ЦИТИРУЕМЫЙ ТЕКСТ
Вторичный текст создается на основе некоего ментального образования, являющегося результатом осмысления и понимания первичного текста и отражающего в свернутом виде его основное содержание. Н.И. Жинкин описывает механизм порождения вторичного текста следующим образом: «текст сжимается в концепт (представление), содержащий смысловой сгусток всего текстового отрезка, который может быть восстановлен в словах, не совпадающих буквально с воспринятым, но таких, в которых интегрирован тот же смысл, который содержался в лексическом интеграле полученного высказывания» [Жинкин, 1982, с. 84]. Смысловой сгусток, о котором пишет Н.И. Жинкин, и является тем невербализованным промежуточным звеном между первичным и вторичным текстом, о котором говорится в работе А.И. Новикова и Н.Л. Сунцовой. Согласно мнению исследователей, ментальные образования различаются между собой степенью развернутости, а потому можно представить, что одному первичному тексту может соответствовать не одна какая-либо форма промежуточного звена, а несколько. Таким ментальным образованием может выступать: 1) тема текста, содержащая в качестве своего ядра главный предмет описания и те аспекты, в которых он фактически рассматривается в данном конкретном тексте; 2) ключевые слова, которые служат знаками гораздо более широкого содержания, чем их собственные значения; 3) денотативная структура содержания, представляющая собой эксплицированную модель ситуации, в основе которой лежит система предметных отношений, обеспечивающая целостность этой модели и служащая основным содержанием будущего текста. Наряду с рассмотренными выше формами ментального образования Н.М. Нестерова выделяет еще одну форму промежуточного звена между первичным и вторичным текстами – смысловой (концептуальный) комплекс, подчеркивая, что использование денотатной структуры как аналога замысла ограничено текстами, где доминирующим является предметное содержание. Однако, как известно, имеется большая категория текстов, в которых ситуация (содержание) – это не предмет описания, а средство, своего рода код (второй язык) для представления чего-то другого, что условно назовем «смыслом». При восприятии художественных текстов с многоуровневой семантической структурой в результате осмысления образуются, по-видимому, не одна, а несколько различных ментальных структур, среди которых денотативную структуру нельзя считать основной [Нестерова, 2005, с. 132–133].

ЗАДАНИЯ
**a.** Перечислите всех исследователей, которых упоминает фрагмент о вторичном тексте.
**b.** Продолжите фрагмент о вторичном тексте, начав сразу после его последнего предложения.
Данные к этому отношения не имеют.

СОХРАНЁННЫЕ ДАННЫЕ

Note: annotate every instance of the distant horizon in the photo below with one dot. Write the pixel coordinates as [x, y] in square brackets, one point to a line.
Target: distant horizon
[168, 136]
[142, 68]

ОТВЕТЫ К ЗАДАНИЯМ
**a.** Н.И. Жинкин, А.И. Новиков, Н.Л. Сунцова, Н.М. Нестерова.

**b.**
Принципиальным различием между названными типами «промежуточных звеньев» является принцип их формирования, в основе которого лежит соотношение текста и сознания того, кто воспринимает его. В ходе восприятия текста с доминирующей денотативной структурой содержание текста проецируется на сознание читателя. При этом содержание такого текста можно эксплицировать в виде денотативного графа, позволяющего создать текст, «эквивалентный» исходному на предметном уровне, поскольку его содержание отражает объективно существующую предметную реальность.

При восприятии текста с доминирующей смысловой структурой на сознание читателя проецируется смысл текста, который по мере углубления в текст уточняется и трансформируется. В терминологии Х.-Г. Гадамера, читатель в ходе восприятия текста осуществляет многократное «набрасывание» смысла на текст: «Тот, кто хочет понять текст, постоянно осуществляет набрасывание смысла. Как только в тексте начинает проясняться какой-то смысл, он делает предварительный набросок смысла всего текста в целом. Но этот первый смысл проясняется в свою очередь лишь потому, что мы с самого начала читаем текст, ожидая найти в нем тот или иной определенный смысл.

Понимание того, что содержится в тексте, и заключается в разработке такого предварительного наброска, который разумеется, подвергается постоянному пересмотру при дальнейшем углублении в смысл текста» [Гадамер, 1988, с. 318]. А.И. Новиков также отмечает определенную ступенчатость процесса формирования смысла и описывает его следующим образом. При восприятии текста его единицы (слова и словосочетания, предложения и их совокупность) посылаются импульсы в определенные сферы сознания, где моделируется действительность. Импульсы, полученные сознанием, актуализируют соответствующие образы предметов и ситуаций и индуцируют смыслы различного уровня. «При этом, – отмечает исследователь, – последующие смыслы не “гасят” предыдущие, а какое-то время существуют как бы одновременно, образуя своего рода определенный фон восприятия» [Новиков, 2000, с. 171].

Важно подчеркнуть, что смысл, рождающийся в ходе чтения текста с многоуровневой семантической структурой, субъективен и уникален, поскольку смысл, в отличие от содержания, принадлежит сфере личности, воспринимающей и осмысливающей текст. В связи с этим эксплицировать смысл в виде денотативного графа и создать на его основе текст, «эквивалентный» исходному, представляется маловероятным. Процесс порождения вторичного текста в этом случае становится более «авторским», приобретая черты «первичности». Причем, как уже отмечалось, эта первичность «проступает» уже на этапе осмысления.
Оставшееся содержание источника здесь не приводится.